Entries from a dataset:
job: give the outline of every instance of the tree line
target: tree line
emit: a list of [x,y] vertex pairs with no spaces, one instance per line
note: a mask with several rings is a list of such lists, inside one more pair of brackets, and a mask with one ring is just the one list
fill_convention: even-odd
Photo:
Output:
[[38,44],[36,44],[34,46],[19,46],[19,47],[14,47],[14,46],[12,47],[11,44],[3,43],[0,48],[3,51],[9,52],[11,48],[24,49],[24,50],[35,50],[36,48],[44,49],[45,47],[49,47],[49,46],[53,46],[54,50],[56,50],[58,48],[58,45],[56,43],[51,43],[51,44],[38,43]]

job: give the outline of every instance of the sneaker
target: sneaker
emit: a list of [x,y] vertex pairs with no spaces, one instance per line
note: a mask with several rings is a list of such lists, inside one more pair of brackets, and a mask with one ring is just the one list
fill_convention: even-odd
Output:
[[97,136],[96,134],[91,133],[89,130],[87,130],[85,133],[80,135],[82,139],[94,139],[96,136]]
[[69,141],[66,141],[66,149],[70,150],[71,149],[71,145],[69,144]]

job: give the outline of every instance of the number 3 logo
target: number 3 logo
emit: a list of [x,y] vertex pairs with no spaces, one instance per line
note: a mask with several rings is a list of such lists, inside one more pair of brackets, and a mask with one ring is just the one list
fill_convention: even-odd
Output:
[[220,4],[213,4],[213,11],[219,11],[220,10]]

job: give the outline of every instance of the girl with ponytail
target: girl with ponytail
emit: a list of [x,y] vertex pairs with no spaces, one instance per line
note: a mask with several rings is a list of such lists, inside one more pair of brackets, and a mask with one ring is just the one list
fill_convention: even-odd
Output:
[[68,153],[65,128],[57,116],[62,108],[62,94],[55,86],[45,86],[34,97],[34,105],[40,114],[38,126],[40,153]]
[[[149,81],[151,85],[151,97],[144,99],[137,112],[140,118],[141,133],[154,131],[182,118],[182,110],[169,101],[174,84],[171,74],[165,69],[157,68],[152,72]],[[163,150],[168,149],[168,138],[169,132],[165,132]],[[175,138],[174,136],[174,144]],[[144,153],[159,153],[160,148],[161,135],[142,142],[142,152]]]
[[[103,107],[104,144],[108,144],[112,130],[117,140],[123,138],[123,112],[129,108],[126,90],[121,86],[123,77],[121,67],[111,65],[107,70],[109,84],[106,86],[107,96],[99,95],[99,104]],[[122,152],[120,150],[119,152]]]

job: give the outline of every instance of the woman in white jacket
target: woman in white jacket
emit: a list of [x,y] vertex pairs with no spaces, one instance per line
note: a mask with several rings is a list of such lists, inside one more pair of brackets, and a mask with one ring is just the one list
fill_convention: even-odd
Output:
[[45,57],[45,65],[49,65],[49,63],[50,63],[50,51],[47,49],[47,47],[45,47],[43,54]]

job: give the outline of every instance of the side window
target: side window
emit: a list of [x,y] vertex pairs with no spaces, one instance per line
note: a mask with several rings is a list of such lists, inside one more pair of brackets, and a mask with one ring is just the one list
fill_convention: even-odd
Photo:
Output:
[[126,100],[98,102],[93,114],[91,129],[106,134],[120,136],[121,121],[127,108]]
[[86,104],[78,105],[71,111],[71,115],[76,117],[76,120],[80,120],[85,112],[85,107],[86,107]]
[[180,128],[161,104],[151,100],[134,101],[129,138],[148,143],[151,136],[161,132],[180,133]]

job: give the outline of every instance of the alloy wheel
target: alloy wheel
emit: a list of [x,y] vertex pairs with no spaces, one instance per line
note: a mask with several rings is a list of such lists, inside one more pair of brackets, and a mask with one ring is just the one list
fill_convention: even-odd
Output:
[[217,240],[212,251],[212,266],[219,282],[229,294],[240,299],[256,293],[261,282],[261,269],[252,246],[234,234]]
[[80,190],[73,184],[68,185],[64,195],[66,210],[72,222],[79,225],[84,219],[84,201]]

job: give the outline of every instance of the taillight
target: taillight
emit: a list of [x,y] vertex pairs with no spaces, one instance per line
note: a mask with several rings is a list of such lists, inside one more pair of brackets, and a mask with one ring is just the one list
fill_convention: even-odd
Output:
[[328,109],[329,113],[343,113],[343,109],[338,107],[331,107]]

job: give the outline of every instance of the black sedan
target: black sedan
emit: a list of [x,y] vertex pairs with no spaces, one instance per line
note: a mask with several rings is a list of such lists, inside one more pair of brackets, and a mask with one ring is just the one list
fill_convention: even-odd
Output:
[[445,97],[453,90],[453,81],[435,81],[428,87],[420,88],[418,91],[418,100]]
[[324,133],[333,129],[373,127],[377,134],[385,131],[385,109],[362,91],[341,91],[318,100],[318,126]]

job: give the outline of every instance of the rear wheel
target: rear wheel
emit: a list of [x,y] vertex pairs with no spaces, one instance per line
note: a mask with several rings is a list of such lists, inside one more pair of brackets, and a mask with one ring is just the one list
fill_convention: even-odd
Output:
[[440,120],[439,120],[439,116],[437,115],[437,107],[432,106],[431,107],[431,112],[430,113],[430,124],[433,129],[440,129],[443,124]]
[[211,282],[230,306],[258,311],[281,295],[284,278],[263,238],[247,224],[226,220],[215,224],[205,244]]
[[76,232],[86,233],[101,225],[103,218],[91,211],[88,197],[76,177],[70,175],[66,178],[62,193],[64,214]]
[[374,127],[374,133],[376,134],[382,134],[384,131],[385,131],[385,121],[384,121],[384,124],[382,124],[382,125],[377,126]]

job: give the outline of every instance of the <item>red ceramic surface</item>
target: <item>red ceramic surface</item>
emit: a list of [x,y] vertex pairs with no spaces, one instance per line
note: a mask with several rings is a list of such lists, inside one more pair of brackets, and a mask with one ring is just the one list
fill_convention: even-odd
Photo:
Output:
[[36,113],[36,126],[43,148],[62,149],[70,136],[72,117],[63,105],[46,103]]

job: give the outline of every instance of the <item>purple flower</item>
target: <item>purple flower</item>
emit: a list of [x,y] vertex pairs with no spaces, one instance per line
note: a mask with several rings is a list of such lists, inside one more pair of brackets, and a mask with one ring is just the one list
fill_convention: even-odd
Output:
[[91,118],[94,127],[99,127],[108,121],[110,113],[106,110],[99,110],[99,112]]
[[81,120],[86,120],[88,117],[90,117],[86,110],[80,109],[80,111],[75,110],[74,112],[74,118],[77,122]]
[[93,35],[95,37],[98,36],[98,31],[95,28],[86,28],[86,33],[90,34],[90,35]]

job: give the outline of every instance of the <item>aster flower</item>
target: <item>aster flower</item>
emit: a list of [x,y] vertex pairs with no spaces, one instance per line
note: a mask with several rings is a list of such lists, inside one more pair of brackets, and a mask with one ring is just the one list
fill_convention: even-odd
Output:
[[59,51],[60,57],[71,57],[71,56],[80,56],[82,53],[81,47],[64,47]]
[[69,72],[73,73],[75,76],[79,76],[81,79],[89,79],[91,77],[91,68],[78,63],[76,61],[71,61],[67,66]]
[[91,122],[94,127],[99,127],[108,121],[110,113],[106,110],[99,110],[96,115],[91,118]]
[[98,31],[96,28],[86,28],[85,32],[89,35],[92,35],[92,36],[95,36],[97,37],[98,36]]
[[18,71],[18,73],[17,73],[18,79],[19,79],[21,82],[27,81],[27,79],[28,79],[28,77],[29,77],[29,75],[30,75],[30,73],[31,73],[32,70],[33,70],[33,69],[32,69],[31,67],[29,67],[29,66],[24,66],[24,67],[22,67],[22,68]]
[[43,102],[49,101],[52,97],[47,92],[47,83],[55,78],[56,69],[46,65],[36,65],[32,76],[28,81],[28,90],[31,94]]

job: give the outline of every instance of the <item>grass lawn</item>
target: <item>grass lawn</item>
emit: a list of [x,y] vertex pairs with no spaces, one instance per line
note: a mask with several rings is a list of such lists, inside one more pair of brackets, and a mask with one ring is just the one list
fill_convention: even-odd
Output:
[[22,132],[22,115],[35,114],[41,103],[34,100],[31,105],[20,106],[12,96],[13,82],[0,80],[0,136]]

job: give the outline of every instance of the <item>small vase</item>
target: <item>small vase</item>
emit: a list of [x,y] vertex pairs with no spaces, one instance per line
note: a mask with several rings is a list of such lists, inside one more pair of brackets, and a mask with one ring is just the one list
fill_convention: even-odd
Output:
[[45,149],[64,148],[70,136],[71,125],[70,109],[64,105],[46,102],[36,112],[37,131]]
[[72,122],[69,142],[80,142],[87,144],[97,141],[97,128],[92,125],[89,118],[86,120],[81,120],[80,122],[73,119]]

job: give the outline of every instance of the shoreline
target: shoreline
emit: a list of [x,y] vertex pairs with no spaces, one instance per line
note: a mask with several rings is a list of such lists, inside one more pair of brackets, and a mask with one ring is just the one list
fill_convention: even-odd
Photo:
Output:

#### Job
Rewrite everything from the start of the listing down to the line containing "[[220,4],[213,4],[213,11],[219,11],[220,10]]" with "even-odd" swapped for "nonzero", leaving all else as it is.

#### Solution to this problem
job: give the outline of every instance of the tree line
target: tree line
emit: a list of [x,y] vertex pairs with no spaces, one instance per line
note: a mask with several rings is a list of such lists, inside one more pair of brackets, and a mask with one ring is just the one list
fill_convention: nonzero
Photo:
Output:
[[38,44],[36,44],[34,46],[19,46],[19,47],[14,47],[14,46],[12,47],[11,44],[3,43],[0,48],[3,51],[9,52],[11,48],[24,49],[24,50],[35,50],[36,48],[44,49],[45,47],[49,47],[49,46],[53,46],[54,50],[56,50],[58,48],[58,45],[56,43],[51,43],[51,44],[38,43]]

job: give the outline of every instance of the sneaker
target: sneaker
emit: a list of [x,y] vertex pairs with no spaces, one instance per line
note: a mask with several rings is a list of such lists, inside one more pair of brackets, and a mask with one ring is just the one list
fill_convention: nonzero
Output:
[[97,136],[96,134],[91,133],[89,130],[87,130],[85,133],[80,135],[82,139],[94,139],[96,136]]
[[69,141],[66,141],[66,149],[70,150],[71,149],[71,145],[69,144]]

job: give the outline of every instance of the number 3 logo
target: number 3 logo
emit: a list of [x,y] vertex pairs with no spaces, one instance per line
note: a mask with several rings is a list of such lists, inside one more pair of brackets, and a mask with one ring is just the one list
fill_convention: nonzero
Output:
[[220,4],[213,4],[213,11],[219,11],[220,10]]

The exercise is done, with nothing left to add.